START PAGE EXTRACT

It has long been understood that mood disorders like depression, much like most psychological disorders, are often caused by a combination of genetic and environmental factors. Most likely, there is a nuanced interplay between someone's genetic risk for a disorder and the environmental stressors that trigger it: the more genetically vulnerable you are to a given disorder, the lower the amount of environmental triggers you need for it to come into being, and vice versa.

 

Now, a new study shows how factors that protect against a disorder may behave differently depending on your level of genetic risk as well. Specifically, this research shows how environmental factors like solid social support can help offset the genetic risk of depression, lending itself to a growing body of evidence that positive social relationships are crucial for mental and physical health, and suggesting that social support may even be the most helpful for those who have a high genetic risk for depression.

 

The study was led by a team at the University of Michigan whose first author was Jennifer Cleary, M.S., a psychology doctoral student and senior author Srijan Sen, M.D., Ph.D., of the University of Michigan Medical School.

Two groups of people undergoing phases of life traditionally understood to be very stressful were studied: newly minted physicians who were in their most grueling year of training, and adults in later stages of life who were grieving the recent loss of a spouse. Interestingly, both groups tended to have somewhat different changes in their social support during their stressful times. While physicians in their first year of residency may have typically been more isolated from friends and family than they were before, recently bereaved spouses often had an uptick in social support—even if temporary—as friends and family circled around them in order to support them in their grief.

END PAGE EXTRACT
START AVAILABLE DATA

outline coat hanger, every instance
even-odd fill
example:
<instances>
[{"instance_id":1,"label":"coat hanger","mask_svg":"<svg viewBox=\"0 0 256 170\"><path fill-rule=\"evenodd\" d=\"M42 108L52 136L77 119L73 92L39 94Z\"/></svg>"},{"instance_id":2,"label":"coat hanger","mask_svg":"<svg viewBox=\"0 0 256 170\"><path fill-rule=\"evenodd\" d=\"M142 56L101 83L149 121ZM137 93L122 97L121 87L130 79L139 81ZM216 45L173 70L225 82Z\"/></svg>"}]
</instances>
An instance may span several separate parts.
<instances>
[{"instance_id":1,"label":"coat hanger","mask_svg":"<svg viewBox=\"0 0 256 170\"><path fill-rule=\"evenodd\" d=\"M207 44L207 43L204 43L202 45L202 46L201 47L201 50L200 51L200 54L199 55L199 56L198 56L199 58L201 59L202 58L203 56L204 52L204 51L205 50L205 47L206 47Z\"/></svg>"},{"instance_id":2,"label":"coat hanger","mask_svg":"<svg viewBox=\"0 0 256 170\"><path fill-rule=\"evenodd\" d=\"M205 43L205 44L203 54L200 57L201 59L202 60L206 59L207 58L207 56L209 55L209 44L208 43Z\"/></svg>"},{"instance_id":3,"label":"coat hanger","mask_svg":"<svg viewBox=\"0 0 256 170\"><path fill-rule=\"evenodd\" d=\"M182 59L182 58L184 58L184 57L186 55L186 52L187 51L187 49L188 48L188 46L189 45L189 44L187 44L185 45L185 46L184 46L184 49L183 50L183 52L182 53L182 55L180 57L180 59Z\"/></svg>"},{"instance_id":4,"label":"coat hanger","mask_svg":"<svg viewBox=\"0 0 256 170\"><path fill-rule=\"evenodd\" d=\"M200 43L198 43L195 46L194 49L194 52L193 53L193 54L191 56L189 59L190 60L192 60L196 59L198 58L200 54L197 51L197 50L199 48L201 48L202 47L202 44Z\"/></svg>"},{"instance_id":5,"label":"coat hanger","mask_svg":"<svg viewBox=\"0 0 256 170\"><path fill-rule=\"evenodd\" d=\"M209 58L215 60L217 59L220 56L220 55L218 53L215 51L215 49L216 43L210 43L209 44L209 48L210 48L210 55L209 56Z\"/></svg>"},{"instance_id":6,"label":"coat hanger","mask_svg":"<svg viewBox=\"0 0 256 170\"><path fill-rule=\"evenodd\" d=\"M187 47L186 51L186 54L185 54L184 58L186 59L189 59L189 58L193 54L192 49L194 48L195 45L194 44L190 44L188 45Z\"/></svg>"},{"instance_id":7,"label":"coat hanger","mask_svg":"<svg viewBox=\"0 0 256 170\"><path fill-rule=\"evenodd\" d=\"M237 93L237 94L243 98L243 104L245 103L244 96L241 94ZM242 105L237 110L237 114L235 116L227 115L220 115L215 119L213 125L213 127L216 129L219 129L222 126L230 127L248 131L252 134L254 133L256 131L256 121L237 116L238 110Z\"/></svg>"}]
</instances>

END AVAILABLE DATA

**TASK DESCRIPTION**
Pick up the article on social support and genetic risk for depression right after its last sentence and write what comes next.

**TASK RESPONSE**
 

Study participants, who numbered more than 1,000 physicians and more than 400 bereaved spouses, were assessed for their genetic risk of depression using what's called a polygenic risk score, which takes into account small variations in several genes that have been tied to the risk of depression. Social support was assessed using self-report measures.

 

In both groups, depression significantly increased during stressful times. But a striking interaction between social support and genetic risk for depression was found. Specifically, those who had a higher genetic risk for depression had higher rates of depression after losing social support but also lower rates of depression when social support was gained, even as compared to those with a lower genetic risk for depression.

 

This suggests that when people carry a biological predisposition toward depression, it is anything but a guarantee that they will develop it—and, in fact, they can be most helped by the environmental factor of social support.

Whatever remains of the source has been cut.